● What you are asked to do
The reply must return each line of the data exactly.

● Source material
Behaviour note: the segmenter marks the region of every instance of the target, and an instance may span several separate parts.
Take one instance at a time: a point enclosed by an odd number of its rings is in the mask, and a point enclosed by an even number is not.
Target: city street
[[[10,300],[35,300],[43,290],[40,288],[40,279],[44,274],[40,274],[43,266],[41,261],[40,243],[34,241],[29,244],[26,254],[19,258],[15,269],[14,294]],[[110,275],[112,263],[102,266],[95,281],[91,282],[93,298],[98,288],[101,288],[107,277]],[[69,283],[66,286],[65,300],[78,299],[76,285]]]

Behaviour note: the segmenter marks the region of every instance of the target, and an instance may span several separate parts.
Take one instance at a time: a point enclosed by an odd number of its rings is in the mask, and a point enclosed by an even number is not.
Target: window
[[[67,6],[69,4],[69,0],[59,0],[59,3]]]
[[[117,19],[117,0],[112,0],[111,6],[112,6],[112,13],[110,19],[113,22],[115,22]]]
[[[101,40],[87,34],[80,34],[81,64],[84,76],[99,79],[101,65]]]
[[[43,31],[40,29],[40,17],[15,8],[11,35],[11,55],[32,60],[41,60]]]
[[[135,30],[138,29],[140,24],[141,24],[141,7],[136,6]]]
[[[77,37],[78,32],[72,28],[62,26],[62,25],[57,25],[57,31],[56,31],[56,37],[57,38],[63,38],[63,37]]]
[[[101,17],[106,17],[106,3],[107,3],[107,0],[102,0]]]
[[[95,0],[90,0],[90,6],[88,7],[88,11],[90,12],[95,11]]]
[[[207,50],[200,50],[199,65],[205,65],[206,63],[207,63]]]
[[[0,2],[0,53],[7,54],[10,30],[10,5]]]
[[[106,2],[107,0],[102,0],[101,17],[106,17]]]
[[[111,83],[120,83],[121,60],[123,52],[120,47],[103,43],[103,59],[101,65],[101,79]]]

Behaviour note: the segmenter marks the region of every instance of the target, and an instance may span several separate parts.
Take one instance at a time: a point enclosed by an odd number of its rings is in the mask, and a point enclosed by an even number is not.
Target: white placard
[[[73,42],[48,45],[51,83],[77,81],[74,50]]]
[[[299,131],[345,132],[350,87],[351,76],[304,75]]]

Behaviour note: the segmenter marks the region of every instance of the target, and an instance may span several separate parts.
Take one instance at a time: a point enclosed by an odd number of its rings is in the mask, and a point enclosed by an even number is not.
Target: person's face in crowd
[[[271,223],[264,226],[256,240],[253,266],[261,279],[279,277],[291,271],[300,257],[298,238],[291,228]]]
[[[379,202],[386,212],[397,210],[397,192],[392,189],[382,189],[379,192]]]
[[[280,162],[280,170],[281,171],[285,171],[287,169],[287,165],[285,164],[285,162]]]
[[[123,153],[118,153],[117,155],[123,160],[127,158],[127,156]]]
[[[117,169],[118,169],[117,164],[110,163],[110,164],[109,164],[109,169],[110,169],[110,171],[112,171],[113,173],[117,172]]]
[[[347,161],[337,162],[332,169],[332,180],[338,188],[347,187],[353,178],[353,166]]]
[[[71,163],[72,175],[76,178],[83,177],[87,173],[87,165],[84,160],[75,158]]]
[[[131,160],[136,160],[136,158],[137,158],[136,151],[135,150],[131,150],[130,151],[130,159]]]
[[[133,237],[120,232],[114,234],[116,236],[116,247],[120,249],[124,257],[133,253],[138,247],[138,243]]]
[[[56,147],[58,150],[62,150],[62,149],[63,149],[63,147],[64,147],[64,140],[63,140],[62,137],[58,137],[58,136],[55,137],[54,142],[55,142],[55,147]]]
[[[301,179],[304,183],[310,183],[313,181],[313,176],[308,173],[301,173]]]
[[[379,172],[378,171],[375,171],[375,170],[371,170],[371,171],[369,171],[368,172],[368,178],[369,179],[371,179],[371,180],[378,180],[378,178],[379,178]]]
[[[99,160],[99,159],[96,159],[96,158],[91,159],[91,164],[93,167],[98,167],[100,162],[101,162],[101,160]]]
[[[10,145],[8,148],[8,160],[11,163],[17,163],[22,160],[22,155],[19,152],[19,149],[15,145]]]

● Response to the exercise
Behaviour note: the segmenter marks the region of every instance of the target, and an instance may span several separate parts.
Take one instance at a time: a point enclosed by an odd number of its rings is in the mask, and a point enclosed by an even number is not.
Target: city street
[[[10,300],[35,300],[43,290],[40,288],[40,279],[44,274],[40,274],[43,266],[41,261],[40,243],[34,241],[29,244],[26,254],[19,258],[15,269],[14,294]],[[110,275],[112,263],[102,266],[95,281],[91,282],[93,298],[98,288],[101,288],[107,277]],[[69,283],[66,286],[65,300],[78,299],[76,285]]]

Behaviour note: the segmenter marks the region of every instance of the target, and an instance may span several separate parts.
Take one instance at a time: a point enclosed by an odd number of its rings is in the mask, and a point enclosed by an even number is not.
Target: window
[[[67,6],[69,4],[69,0],[59,0],[59,3]]]
[[[117,19],[117,0],[112,0],[111,6],[112,6],[112,13],[110,19],[113,22],[115,22]]]
[[[101,40],[87,34],[80,34],[81,64],[84,76],[99,79],[101,65]]]
[[[43,31],[40,29],[40,17],[15,8],[11,35],[11,55],[32,60],[41,60]]]
[[[135,30],[138,29],[140,24],[141,24],[141,7],[136,6]]]
[[[77,37],[78,32],[72,28],[62,26],[62,25],[57,25],[57,31],[56,31],[56,37],[57,38],[63,38],[63,37]]]
[[[101,17],[106,17],[106,3],[107,3],[107,0],[102,0]]]
[[[95,0],[90,0],[90,6],[88,7],[88,11],[90,12],[95,11]]]
[[[207,50],[200,50],[199,65],[205,65],[206,63],[207,63]]]
[[[0,2],[0,53],[7,54],[10,30],[10,5]]]
[[[106,2],[107,0],[102,0],[101,17],[106,17]]]
[[[111,83],[120,83],[121,60],[123,52],[120,47],[103,43],[103,59],[101,65],[101,79]]]

Behaviour note: the segmenter marks the region of every instance of the target, and an instance may span several separate parts.
Take one instance at a time: a point enclosed by an odd number of its rings is in the mask, and a point enclosed by an even number is not.
Target: white placard
[[[73,42],[48,45],[51,83],[77,81],[74,50]]]
[[[299,131],[345,132],[350,87],[351,76],[304,75]]]

Behaviour note: the segmenter marks the region of every instance of the target, and an instance may span several separate parts.
Take one instance at a time: a point enclosed by an odd number of its rings is in the mask, and a point enclosed by an even number is not.
Target: person's face in crowd
[[[271,223],[264,226],[256,240],[253,266],[261,279],[279,277],[291,271],[300,257],[298,238],[291,228]]]
[[[379,202],[386,212],[397,210],[397,192],[392,189],[382,189],[379,192]]]
[[[280,162],[280,170],[281,171],[285,171],[287,169],[287,165],[285,164],[285,162]]]
[[[123,153],[118,153],[117,155],[123,160],[127,158],[127,156]]]
[[[117,169],[118,169],[117,164],[110,163],[110,164],[109,164],[109,169],[110,169],[110,171],[112,171],[113,173],[117,172]]]
[[[347,161],[337,162],[332,169],[332,180],[338,188],[347,187],[353,178],[353,166]]]
[[[71,163],[72,175],[76,178],[83,177],[87,173],[87,165],[84,160],[75,158]]]
[[[131,160],[136,160],[136,158],[137,158],[136,151],[135,150],[131,150],[130,151],[130,159]]]
[[[133,237],[120,232],[114,234],[116,236],[116,247],[120,249],[124,257],[133,253],[138,247],[138,243]]]
[[[56,147],[58,150],[62,150],[62,149],[63,149],[63,147],[64,147],[64,140],[63,140],[62,137],[58,137],[58,136],[55,137],[54,142],[55,142],[55,147]]]
[[[301,179],[304,183],[310,183],[313,181],[313,176],[308,173],[301,173]]]
[[[379,172],[378,171],[375,171],[375,170],[371,170],[371,171],[369,171],[368,172],[368,178],[369,179],[371,179],[371,180],[378,180],[378,178],[379,178]]]
[[[99,160],[99,159],[96,159],[96,158],[91,159],[91,164],[93,167],[98,167],[100,162],[101,162],[101,160]]]
[[[10,145],[8,148],[8,160],[11,163],[17,163],[22,160],[22,155],[19,152],[19,149],[15,145]]]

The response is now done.